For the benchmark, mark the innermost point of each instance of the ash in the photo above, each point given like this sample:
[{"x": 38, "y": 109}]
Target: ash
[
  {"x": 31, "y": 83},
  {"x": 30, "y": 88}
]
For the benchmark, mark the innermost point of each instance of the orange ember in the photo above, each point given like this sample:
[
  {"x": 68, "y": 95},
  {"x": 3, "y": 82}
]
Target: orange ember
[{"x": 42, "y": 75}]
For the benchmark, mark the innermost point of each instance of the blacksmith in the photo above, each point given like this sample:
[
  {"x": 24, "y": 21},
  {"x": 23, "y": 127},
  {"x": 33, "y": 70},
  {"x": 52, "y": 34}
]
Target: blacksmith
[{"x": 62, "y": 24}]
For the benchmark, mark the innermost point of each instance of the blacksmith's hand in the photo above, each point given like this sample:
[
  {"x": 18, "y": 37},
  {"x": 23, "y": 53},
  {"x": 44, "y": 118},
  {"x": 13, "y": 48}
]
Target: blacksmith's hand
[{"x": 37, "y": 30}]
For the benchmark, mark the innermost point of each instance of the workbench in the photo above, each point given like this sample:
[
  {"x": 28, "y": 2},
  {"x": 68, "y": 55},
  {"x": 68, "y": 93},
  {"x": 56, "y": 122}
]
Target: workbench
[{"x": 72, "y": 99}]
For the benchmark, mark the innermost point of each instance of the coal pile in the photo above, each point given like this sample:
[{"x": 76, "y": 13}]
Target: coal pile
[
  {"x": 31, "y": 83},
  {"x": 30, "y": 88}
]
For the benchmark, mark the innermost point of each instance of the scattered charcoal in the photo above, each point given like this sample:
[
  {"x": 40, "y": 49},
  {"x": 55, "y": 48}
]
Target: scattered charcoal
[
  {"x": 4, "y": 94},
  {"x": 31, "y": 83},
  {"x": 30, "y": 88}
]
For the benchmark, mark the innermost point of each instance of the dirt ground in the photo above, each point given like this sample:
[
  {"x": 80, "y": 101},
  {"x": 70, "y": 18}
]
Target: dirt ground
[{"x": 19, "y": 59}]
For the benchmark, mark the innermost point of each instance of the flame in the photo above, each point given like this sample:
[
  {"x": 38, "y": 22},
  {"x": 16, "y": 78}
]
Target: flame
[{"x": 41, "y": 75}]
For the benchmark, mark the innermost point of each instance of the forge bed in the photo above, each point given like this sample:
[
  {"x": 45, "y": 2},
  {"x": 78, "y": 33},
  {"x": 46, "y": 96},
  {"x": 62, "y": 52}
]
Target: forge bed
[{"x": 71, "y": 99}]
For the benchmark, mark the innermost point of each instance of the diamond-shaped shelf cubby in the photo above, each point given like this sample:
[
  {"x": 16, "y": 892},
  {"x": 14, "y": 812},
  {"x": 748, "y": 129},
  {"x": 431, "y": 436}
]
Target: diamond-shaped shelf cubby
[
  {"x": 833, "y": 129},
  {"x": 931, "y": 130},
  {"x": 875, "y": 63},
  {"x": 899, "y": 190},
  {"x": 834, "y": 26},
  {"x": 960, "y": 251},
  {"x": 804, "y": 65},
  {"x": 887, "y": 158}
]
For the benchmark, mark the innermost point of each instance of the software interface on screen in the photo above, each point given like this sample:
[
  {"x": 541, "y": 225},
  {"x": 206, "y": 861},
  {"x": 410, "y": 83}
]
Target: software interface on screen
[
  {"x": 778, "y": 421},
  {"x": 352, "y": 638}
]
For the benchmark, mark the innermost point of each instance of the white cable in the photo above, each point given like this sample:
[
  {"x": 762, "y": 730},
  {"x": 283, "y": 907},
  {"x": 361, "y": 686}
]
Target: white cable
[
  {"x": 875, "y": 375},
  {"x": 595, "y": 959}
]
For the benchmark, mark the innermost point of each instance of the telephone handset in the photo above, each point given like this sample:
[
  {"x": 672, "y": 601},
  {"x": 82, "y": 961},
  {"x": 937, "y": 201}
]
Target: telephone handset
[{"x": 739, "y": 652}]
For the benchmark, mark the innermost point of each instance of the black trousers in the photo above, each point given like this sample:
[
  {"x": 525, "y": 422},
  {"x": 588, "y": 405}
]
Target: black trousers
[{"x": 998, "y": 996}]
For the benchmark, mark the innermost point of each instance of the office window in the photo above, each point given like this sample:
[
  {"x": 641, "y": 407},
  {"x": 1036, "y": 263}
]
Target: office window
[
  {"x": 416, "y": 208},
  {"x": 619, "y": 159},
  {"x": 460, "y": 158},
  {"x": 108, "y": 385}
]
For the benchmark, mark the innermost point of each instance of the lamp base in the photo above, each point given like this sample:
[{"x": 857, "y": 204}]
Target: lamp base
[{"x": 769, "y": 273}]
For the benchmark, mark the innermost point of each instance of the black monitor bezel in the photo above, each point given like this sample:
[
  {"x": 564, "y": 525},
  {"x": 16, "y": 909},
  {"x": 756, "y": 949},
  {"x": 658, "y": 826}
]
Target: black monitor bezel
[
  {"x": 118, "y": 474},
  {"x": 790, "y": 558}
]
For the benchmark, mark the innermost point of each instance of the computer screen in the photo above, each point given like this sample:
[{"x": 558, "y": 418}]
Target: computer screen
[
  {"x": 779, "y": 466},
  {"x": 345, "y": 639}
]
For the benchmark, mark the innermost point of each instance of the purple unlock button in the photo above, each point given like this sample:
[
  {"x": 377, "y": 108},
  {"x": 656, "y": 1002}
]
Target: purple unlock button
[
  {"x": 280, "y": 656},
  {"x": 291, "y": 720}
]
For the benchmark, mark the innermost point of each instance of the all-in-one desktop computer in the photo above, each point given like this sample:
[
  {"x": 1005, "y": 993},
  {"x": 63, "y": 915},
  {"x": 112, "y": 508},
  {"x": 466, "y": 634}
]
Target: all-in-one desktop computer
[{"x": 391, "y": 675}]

Given problem:
All of the lines above need to be given again exactly.

The result:
For the benchmark, mark the innermost point of each instance of the ash in the photo above, each point given like this sample:
[{"x": 38, "y": 109}]
Target: ash
[
  {"x": 31, "y": 83},
  {"x": 30, "y": 88}
]
For the benchmark, mark the innermost point of each instance of the orange ember in the photo above, each point given like this sample:
[
  {"x": 68, "y": 95},
  {"x": 3, "y": 82}
]
Target: orange ember
[{"x": 42, "y": 75}]
For the benchmark, mark the innermost point of each instance of the blacksmith in the photo above, each point given like this sample:
[
  {"x": 24, "y": 21},
  {"x": 23, "y": 127},
  {"x": 33, "y": 70},
  {"x": 52, "y": 34}
]
Target: blacksmith
[{"x": 62, "y": 24}]
For the benchmark, mark the innermost point of each instance of the blacksmith's hand in the photo above, each point given like this sample:
[
  {"x": 18, "y": 37},
  {"x": 23, "y": 53},
  {"x": 44, "y": 118},
  {"x": 13, "y": 48}
]
Target: blacksmith's hand
[{"x": 37, "y": 30}]
For the benchmark, mark the innermost point of each instance of the workbench in the photo above, each point given like this sample:
[
  {"x": 28, "y": 2},
  {"x": 68, "y": 55},
  {"x": 68, "y": 93},
  {"x": 56, "y": 122}
]
Target: workbench
[{"x": 72, "y": 99}]
For the benchmark, mark the innermost point of each instance of the coal pile in the photo above, each point given like this sample:
[{"x": 76, "y": 13}]
Target: coal pile
[
  {"x": 31, "y": 83},
  {"x": 30, "y": 88}
]
For the benchmark, mark the innermost point of each instance of the scattered charcoal in the photo above, each point given like this sample:
[
  {"x": 40, "y": 49},
  {"x": 55, "y": 48}
]
Target: scattered charcoal
[
  {"x": 4, "y": 94},
  {"x": 31, "y": 83},
  {"x": 30, "y": 88}
]
For the benchmark, mark the innermost point of each instance of the dirt ground in the photo above, each point given like this sample:
[
  {"x": 80, "y": 101},
  {"x": 70, "y": 18}
]
Target: dirt ground
[{"x": 19, "y": 59}]
For the benchmark, mark the innermost point of each instance of the flame in the photo above, each point given like this sample:
[
  {"x": 38, "y": 22},
  {"x": 16, "y": 78}
]
Target: flame
[{"x": 41, "y": 75}]
For the benchmark, mark the innermost point of each instance of the forge bed in the photo above, each point given like this sample:
[
  {"x": 45, "y": 2},
  {"x": 78, "y": 33},
  {"x": 46, "y": 96},
  {"x": 62, "y": 52}
]
Target: forge bed
[{"x": 71, "y": 99}]
For the benchmark, mark the innermost point of each instance of the diamond-shaped shelf cubby in the photo above, each point given like this sample:
[
  {"x": 16, "y": 892},
  {"x": 14, "y": 812},
  {"x": 748, "y": 129},
  {"x": 431, "y": 436}
]
Target: diamond-shaped shelf cubby
[
  {"x": 833, "y": 129},
  {"x": 931, "y": 130},
  {"x": 875, "y": 63},
  {"x": 899, "y": 190},
  {"x": 834, "y": 26},
  {"x": 960, "y": 251},
  {"x": 804, "y": 65},
  {"x": 887, "y": 158}
]
For the benchmark, mark the innermost point of each instance of the software interface on screen in the photo above, each point given like this sample:
[
  {"x": 541, "y": 225},
  {"x": 206, "y": 861},
  {"x": 410, "y": 83}
]
Target: software interface on screen
[
  {"x": 778, "y": 421},
  {"x": 352, "y": 638}
]
For the benchmark, mark the innermost point of each instance of the white cable in the photo above, each point given like this sample:
[
  {"x": 762, "y": 730},
  {"x": 283, "y": 907},
  {"x": 361, "y": 686}
]
Target: white cable
[
  {"x": 875, "y": 375},
  {"x": 595, "y": 959}
]
For the benchmark, mark the innermost point of each instance of the telephone handset in the photo above, each point given like this sample:
[
  {"x": 672, "y": 601},
  {"x": 82, "y": 961},
  {"x": 937, "y": 201}
]
Target: telephone handset
[{"x": 739, "y": 652}]
For the benchmark, mark the innermost point of each instance of the black trousers in the photo above, each point given like this sample:
[
  {"x": 525, "y": 422},
  {"x": 588, "y": 405}
]
Target: black trousers
[{"x": 998, "y": 996}]
For the benchmark, mark the innermost point of each instance of the office window in the photo above, each point given like this sample:
[
  {"x": 641, "y": 407},
  {"x": 1036, "y": 263}
]
Target: office window
[
  {"x": 416, "y": 208},
  {"x": 619, "y": 159},
  {"x": 460, "y": 158},
  {"x": 108, "y": 385}
]
For the benchmark, mark the innermost point of each instance of the lamp base in the photo above, each point given like this sample:
[{"x": 857, "y": 204}]
Target: lamp base
[{"x": 769, "y": 273}]
For the benchmark, mark the innermost point of each instance of the black monitor bezel in the photo above, each point given like this sample:
[
  {"x": 564, "y": 525},
  {"x": 16, "y": 909},
  {"x": 756, "y": 949},
  {"x": 658, "y": 826}
]
Target: black monitor bezel
[
  {"x": 118, "y": 474},
  {"x": 790, "y": 558}
]
For the benchmark, mark the innermost point of each instance of the computer screen in the photo above, each point given like this sample:
[{"x": 558, "y": 418}]
Target: computer screen
[
  {"x": 779, "y": 466},
  {"x": 345, "y": 639}
]
For the benchmark, mark the innermost point of each instance of the purple unlock button in the photo above, each point given like this sample:
[
  {"x": 377, "y": 108},
  {"x": 656, "y": 1002}
]
Target: purple unlock button
[
  {"x": 280, "y": 656},
  {"x": 291, "y": 720}
]
For the benchmark, mark the innermost point of each instance of the all-in-one desktop computer in the photo above, each point given like this sample:
[
  {"x": 1005, "y": 993},
  {"x": 63, "y": 915},
  {"x": 112, "y": 508},
  {"x": 466, "y": 634}
]
Target: all-in-one desktop computer
[{"x": 391, "y": 675}]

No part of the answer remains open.